How many lines in this material include the string "kernel"? Answer with the number and nothing further.
★ ★ ★ ★ ★ ★ ★
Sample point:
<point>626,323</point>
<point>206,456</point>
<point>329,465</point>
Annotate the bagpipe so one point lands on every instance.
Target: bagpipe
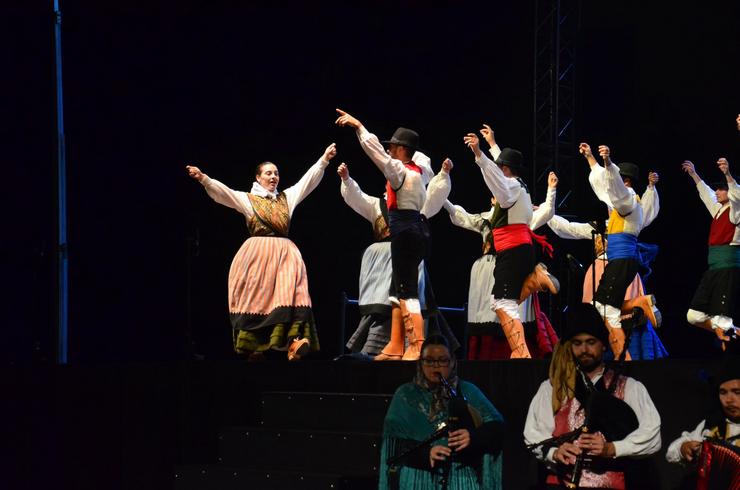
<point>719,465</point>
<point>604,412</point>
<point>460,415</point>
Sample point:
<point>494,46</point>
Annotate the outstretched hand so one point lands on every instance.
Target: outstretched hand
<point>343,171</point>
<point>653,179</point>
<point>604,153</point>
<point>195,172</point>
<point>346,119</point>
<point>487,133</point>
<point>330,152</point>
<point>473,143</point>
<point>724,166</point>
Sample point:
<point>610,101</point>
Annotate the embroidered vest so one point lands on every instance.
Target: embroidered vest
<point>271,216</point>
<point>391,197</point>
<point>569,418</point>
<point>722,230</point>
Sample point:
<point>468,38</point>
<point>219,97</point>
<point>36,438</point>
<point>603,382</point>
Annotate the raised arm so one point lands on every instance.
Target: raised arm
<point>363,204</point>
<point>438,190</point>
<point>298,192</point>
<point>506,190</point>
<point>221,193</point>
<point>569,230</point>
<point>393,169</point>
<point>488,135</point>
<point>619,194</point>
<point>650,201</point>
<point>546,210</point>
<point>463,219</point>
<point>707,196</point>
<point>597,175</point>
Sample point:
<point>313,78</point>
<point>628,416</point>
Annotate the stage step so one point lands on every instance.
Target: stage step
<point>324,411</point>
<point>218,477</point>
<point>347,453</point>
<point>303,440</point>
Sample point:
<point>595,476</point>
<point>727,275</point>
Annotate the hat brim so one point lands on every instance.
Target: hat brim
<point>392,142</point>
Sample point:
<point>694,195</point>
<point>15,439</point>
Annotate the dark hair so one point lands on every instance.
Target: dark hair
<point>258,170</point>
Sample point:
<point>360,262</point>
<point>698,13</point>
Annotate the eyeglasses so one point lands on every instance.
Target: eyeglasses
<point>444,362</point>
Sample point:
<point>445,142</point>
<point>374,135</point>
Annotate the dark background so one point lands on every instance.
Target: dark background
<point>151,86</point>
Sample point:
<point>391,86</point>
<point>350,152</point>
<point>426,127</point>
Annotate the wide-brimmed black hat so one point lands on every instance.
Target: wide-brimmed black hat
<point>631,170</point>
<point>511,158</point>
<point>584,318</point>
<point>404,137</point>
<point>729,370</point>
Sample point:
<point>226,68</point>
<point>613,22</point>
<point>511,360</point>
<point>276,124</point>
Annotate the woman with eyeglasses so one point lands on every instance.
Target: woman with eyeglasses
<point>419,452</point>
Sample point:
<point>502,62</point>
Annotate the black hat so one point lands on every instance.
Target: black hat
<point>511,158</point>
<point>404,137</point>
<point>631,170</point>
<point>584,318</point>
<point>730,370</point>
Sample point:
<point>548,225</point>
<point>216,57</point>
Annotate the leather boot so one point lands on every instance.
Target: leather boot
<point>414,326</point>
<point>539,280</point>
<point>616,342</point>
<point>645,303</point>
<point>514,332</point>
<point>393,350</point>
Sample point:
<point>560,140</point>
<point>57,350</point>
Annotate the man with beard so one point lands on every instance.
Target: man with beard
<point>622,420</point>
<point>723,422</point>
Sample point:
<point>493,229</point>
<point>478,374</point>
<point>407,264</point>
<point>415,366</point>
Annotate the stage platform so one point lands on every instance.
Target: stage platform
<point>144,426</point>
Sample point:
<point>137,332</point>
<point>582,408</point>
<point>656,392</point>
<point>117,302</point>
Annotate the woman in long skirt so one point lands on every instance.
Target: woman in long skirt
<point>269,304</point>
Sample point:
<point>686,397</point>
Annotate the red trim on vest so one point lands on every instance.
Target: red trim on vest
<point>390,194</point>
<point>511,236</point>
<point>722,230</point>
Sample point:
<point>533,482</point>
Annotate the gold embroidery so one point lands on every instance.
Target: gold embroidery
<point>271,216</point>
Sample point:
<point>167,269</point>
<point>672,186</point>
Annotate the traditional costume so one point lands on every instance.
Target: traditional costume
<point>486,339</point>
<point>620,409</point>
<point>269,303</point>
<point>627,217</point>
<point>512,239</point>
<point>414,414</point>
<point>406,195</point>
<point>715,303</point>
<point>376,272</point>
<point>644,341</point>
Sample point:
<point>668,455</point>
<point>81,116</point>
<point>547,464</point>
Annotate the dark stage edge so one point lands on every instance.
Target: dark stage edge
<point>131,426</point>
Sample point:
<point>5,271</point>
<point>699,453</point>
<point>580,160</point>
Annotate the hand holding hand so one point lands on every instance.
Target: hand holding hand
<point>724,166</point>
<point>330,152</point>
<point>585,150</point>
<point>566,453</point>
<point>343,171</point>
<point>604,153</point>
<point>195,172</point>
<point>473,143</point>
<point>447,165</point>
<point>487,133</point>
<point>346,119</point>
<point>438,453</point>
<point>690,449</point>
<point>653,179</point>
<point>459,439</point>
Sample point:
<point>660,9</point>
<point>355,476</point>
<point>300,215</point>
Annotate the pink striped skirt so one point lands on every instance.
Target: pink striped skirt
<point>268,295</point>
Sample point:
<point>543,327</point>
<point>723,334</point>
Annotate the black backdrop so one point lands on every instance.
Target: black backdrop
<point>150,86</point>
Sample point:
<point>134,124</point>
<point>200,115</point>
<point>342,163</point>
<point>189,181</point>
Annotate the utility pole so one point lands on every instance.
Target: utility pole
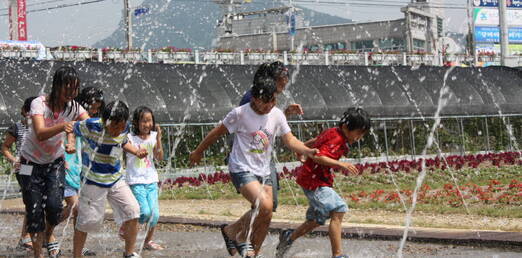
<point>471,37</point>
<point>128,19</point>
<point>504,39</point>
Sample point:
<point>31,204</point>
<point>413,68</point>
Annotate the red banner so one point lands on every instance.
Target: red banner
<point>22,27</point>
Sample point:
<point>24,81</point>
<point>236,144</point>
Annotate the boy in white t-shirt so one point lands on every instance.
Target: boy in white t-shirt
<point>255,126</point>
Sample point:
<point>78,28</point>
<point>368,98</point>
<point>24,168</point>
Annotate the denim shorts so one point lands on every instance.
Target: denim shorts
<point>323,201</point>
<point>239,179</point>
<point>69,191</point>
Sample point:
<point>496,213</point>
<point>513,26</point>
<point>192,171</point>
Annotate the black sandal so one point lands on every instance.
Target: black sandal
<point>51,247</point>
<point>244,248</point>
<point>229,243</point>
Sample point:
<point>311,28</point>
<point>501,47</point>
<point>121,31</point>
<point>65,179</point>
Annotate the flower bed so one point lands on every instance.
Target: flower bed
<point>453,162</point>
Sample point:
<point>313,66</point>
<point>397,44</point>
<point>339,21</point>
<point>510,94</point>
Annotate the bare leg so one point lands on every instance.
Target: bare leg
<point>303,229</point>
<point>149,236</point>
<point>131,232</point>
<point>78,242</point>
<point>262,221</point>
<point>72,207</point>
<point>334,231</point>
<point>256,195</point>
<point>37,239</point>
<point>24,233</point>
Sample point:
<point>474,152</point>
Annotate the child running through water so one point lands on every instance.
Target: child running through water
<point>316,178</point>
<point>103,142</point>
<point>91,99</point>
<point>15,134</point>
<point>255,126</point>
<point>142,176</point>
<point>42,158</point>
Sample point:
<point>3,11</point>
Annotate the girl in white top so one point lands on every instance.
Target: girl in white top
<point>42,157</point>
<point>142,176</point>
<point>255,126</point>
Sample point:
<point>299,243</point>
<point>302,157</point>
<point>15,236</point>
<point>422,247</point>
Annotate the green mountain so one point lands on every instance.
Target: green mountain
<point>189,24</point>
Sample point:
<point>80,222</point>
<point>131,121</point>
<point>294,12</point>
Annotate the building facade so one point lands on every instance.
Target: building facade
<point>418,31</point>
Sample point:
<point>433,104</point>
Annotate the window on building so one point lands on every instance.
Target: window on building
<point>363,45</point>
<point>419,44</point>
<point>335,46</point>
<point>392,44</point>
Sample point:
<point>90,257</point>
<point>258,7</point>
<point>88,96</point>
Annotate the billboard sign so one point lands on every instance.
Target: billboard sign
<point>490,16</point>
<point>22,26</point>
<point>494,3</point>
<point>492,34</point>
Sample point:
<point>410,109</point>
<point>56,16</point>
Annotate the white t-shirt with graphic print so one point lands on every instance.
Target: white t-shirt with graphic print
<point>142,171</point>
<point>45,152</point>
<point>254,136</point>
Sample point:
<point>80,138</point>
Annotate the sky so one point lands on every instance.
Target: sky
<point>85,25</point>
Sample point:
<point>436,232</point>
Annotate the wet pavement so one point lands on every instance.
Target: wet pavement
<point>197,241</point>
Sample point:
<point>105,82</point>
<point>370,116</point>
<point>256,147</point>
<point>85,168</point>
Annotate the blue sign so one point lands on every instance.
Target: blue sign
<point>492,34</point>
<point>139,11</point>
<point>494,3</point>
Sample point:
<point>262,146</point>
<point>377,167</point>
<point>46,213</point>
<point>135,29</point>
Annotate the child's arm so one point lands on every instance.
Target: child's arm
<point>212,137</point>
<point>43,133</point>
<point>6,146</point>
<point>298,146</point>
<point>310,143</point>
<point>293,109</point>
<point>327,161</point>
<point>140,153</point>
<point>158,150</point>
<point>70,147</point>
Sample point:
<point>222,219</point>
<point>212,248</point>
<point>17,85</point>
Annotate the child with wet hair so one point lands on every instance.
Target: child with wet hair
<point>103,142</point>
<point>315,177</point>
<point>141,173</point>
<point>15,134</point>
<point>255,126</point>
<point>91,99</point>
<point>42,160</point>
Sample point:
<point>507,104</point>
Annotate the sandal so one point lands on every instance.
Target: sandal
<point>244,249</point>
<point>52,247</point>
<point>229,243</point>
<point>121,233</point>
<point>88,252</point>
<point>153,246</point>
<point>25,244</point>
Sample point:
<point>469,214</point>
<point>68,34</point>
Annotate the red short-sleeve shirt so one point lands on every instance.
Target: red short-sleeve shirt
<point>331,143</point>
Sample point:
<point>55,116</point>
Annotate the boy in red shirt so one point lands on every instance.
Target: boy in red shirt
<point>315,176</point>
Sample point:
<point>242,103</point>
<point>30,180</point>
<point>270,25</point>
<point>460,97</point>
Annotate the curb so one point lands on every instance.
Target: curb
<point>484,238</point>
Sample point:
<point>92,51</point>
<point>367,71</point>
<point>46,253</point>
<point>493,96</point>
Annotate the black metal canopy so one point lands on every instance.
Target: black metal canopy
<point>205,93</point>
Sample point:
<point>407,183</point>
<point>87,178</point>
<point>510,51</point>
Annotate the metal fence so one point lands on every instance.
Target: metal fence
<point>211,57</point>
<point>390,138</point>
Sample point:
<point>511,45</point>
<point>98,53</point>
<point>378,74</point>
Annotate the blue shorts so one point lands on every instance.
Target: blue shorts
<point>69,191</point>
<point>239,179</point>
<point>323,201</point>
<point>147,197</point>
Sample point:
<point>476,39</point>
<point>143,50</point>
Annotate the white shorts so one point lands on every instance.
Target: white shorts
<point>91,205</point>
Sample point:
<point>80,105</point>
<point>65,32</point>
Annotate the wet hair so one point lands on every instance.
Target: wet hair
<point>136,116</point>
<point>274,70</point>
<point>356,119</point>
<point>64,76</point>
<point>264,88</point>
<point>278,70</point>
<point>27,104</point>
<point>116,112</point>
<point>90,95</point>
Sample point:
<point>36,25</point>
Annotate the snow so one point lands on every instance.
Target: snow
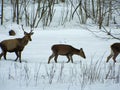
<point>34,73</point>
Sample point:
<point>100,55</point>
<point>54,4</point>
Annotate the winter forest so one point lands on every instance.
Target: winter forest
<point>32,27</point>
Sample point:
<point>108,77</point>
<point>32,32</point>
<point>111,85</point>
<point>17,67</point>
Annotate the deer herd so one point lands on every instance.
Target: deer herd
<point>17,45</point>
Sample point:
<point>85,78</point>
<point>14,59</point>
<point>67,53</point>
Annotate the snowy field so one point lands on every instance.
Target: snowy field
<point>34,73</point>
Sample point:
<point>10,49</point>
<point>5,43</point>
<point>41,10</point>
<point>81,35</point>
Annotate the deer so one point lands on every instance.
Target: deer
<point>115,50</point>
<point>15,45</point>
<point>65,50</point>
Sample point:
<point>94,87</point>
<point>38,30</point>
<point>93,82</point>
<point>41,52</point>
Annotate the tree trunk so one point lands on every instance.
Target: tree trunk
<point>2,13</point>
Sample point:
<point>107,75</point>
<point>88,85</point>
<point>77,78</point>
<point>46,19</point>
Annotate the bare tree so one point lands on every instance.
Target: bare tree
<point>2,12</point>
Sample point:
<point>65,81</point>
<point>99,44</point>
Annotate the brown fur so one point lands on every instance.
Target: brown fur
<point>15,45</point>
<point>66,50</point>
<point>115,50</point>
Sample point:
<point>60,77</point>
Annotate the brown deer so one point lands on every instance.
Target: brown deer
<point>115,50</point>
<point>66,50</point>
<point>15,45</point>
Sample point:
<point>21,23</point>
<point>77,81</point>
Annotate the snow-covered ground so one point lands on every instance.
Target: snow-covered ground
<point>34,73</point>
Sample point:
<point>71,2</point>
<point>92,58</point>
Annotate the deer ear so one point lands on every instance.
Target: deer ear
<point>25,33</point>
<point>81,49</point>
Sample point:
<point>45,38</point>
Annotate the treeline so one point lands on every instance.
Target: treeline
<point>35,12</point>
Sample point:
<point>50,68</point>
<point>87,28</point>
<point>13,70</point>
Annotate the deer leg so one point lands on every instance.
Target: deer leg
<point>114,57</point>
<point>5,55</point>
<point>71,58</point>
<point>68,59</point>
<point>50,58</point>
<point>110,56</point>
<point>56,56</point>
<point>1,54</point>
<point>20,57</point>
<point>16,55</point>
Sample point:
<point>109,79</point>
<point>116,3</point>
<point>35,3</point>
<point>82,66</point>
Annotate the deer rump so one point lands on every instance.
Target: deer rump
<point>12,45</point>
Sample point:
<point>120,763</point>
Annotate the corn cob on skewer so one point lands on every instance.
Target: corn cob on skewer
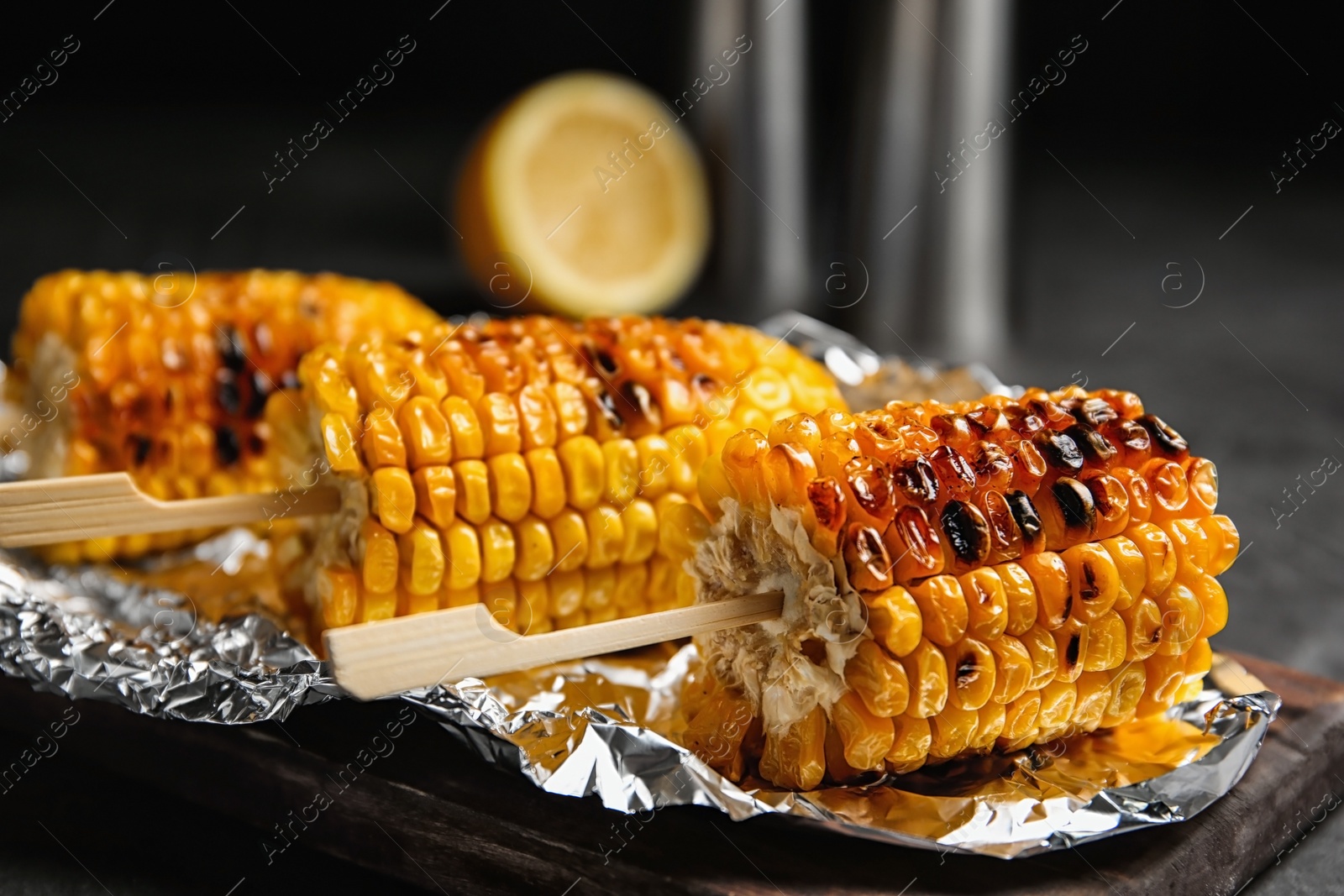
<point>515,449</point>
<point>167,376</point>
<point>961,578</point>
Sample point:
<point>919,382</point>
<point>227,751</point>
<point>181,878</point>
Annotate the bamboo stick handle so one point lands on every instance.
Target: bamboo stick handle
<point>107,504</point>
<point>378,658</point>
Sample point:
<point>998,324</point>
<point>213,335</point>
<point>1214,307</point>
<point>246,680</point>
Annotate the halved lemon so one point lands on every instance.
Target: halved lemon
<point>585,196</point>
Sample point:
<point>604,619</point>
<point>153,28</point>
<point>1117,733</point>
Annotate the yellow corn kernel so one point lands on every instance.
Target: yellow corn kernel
★ ★ ★ ★ ★ ★ ★
#### Completed task:
2